- Directions -
1. List every form of organization that, according to the passage on open source and Mozilla below, recursive publics and publics generally differ from.
2. Reproduce the records, requests included, starting with the line that contains "of the photograph" and going on through the end of the records. Shift every coordinate in the answers by adding 46 to each number.

- Document extract -
*-*-*

There are counterfactuals to these assertions. Open source is not always cheaper. The opportunity costs of open source software can be significant if a program does not include a tool the user needs. Furthermore, proprietary software such as Microsoft Office has been improved over the course of many years and may offer more features than do customizable counterparts.

Many users are simply more familiar with proprietary software. Microsoft Word is a clear example of this, as many users learned word processing with this program. Furthermore, since its first release in 1983, Microsoft Word has been written for the most popular platforms in personal computing, including the IBM PC, Apple's Macintosh, and Microsoft Windows.

What is undeniable and of central interest here is the way that an open source project like Mozilla—and specifically one of Mozilla's scope and longevity—fosters civic engagement and participation. For Mozilla, participation is the goal. Open source is a tool to engender that participation.

【Recursive Publics】

Netscape's premise in publishing its source code and making it available for enhancement (under the terms of an open source license) by qualified individuals was that such an arrangement would solicit the expertise of an effectively unlimited pool of programmers in the development of future releases of the Netscape browser.[11]Individuals would qualify themselves to revise the source code on the basis of their enthusiasm, their ability to identify an aspect of the code base that needed improvement, their ability to execute that improvement, and their willingness to submit their work to a vetting process that can be described as distributed peer review. On one hand, Netscape's use of crowdsourcing gave it the ability to recruit individual talent, and on the other hand to create an online—and thus geographically unlimited—network of programmers. Volunteers who were professionally or by avocation skilled software developers were invited not only to contribute their expertise, but also to publicly or anonymously affiliate themselves with what Christopher M. Kelty terms a "recursive public':

A recursive public is a public that is vitally concerned with the material and practical maintenance and modification of the technical, legal, practical, and conceptual means of its own existence as a public; it is a collective independent of other forms of constituted power and is capable of speaking to existing forms of power through the production of actually existing alternatives. Free Software is one instance of this concept.... Recursive publics, and publics generally, differ from interest groups, corporations, unions, professions, churches, and other forms of organization because of their focus on the radical technological modifiability of their own terms of existence.[12]

In seeking to identify its public by offering a sense of itself as a community, Netscape was engendering a movement dedicated to the common cause of software use and development. The delineation of this public required source code visibility, a quality comparable in political theory to transparency, and a shared sense of mission. Participants needed to believe that they were more than free labor and to trust that their contributions were not pro forma, but would be taken seriously. Netscape needed to avoid creating a project that only seemed to invite collaboration. Again, Kelty:

In any public there inevitably arises a moment when the question of how things are said, who controls the means of communication, or whether each and everyone is being properly heard becomes an issue. A legitimate public sphere is one that gives outsiders a way in: they may or may not be heard, but they do not have to appeal to any authority (inside or outside the organization) in order to have a voice. Such publics are not inherently modifiable, but are made so—and maintained—through the practices of participants.[13]

How Mozilla governs volunteer participation toward the end of creating a "legitimate public sphere... that gives outsiders a way in' will be explored in some detail in upcoming sections. But first we start by explaining the initial online structure—the tools and the governance—that makes participation possible in the first place.

*-*-*

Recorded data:
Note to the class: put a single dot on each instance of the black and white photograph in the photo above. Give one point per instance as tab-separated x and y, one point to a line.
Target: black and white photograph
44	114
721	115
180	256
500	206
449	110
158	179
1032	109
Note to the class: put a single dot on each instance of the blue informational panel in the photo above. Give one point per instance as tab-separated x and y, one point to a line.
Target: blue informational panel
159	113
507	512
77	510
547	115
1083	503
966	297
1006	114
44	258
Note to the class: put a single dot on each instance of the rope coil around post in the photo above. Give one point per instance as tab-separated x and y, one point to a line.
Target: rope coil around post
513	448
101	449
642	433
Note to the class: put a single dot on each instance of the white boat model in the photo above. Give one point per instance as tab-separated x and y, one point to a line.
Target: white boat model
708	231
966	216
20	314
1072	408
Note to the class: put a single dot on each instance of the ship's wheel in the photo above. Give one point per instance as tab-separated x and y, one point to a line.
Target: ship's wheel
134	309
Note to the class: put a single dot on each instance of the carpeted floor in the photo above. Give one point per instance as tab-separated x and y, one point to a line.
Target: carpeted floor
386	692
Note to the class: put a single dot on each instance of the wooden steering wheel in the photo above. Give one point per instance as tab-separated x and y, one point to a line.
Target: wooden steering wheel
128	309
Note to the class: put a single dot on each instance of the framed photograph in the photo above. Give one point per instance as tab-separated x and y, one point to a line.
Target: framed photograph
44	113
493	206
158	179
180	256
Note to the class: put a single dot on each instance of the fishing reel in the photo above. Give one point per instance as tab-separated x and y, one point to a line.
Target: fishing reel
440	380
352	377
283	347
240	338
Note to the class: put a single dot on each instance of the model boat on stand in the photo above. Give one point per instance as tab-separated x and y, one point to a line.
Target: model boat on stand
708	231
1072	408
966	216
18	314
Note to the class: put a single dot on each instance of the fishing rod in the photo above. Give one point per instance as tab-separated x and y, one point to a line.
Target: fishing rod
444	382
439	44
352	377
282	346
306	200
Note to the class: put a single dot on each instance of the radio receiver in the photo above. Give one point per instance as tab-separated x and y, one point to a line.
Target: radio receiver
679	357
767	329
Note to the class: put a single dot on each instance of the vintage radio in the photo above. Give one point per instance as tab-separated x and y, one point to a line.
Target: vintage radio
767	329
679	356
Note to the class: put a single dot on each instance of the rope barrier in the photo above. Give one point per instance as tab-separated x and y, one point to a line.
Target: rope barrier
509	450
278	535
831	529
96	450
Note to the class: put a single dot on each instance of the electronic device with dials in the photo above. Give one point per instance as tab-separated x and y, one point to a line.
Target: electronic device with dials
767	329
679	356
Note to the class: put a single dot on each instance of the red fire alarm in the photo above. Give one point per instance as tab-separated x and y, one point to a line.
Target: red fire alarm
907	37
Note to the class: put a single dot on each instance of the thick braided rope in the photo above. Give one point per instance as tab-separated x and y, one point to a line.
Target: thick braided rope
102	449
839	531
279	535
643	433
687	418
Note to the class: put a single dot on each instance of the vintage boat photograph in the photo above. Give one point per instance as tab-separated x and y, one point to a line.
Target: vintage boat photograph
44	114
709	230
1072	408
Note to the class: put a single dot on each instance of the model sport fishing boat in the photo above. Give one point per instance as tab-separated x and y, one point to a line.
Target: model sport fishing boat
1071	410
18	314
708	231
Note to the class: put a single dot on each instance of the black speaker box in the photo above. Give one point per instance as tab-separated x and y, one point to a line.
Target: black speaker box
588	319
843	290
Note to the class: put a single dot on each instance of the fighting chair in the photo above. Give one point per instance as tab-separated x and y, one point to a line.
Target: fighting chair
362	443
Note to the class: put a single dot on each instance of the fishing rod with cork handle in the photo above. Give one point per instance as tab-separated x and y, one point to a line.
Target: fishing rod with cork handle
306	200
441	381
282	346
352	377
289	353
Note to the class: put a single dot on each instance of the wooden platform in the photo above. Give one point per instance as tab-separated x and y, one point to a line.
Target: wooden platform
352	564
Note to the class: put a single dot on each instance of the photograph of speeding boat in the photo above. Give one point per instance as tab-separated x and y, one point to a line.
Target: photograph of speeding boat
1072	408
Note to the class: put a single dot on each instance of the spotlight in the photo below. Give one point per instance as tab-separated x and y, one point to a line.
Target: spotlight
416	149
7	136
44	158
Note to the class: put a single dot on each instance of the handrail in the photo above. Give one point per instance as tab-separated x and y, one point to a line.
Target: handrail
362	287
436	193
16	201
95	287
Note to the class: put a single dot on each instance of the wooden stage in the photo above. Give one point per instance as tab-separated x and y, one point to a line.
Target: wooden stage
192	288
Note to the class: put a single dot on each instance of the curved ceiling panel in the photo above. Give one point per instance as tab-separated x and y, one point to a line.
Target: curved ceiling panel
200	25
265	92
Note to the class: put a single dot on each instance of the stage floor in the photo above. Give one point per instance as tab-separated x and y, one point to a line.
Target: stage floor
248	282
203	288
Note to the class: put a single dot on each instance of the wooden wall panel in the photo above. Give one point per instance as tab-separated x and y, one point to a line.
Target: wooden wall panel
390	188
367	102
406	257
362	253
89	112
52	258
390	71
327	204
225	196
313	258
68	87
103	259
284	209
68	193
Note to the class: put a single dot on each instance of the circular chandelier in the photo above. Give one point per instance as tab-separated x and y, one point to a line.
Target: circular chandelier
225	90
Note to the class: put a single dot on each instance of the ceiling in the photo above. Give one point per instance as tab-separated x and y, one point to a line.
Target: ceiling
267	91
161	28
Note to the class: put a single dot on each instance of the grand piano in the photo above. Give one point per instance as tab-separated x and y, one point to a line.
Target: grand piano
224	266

*-*-*

- Solutions in order -
1. Interest groups, corporations, unions, professions, churches

2.
Note to the class: put a single dot on each instance of the photograph of speeding boat in the photo above. Give one point per instance as tab-separated x and y, one point to a line.
Target: photograph of speeding boat
1118	454
Note to the class: put a single dot on each instance of the spotlight in the photo below. Give one point per instance as tab-separated x and y, one point to a line.
Target: spotlight
462	195
53	182
90	204
Note to the class: put a single dot on each instance of the handrail in the photo above. Give one point per instance as tab-separated x and y, one point to a line.
Target: handrail
408	333
482	239
62	247
141	333
Note to the class: put a single dot on each instance of the wooden stage in the photo above. Give one point per instance as tab-separated x and y, one point to a line.
Target: wooden stage
238	334
Note to the class: put a single dot on each instance of the curved ceiling panel in the photo above. Give one point per instance as tab-separated x and y, one point to a line.
Target: curved ceiling panel
246	71
311	138
Note to the class: put a single dot on each instance of the stage floor in the photo above. Give one point per instance as tab-separated x and y, one point to a line.
Target: stage floor
294	328
249	334
Note to the class: put a single dot on each instance of the wooden wall panel in the photo above. Give one point per instance as tab-separated x and y, one point to a line.
Target: wooden wall panel
436	234
413	148
452	303
408	299
135	158
98	304
436	117
373	250
271	242
359	304
114	133
149	305
330	255
114	239
Note to the class: put a single dot on each instance of the circular chandelier in the photo above. Give one point per instance as tab-separated x and y, one point to a line.
Target: circular chandelier
271	136
Note to the class: put a single dot on each instance of the ceiling in the photo above. Give one point per instance as tab-separated x and y, one point to a line.
Target: ceiling
313	137
207	74
Note to the class: put a single dot on each instance of the grand piano in the photo above. Give one point per instance as tab-separated x and y, one point to a line.
Target: grand piano
270	312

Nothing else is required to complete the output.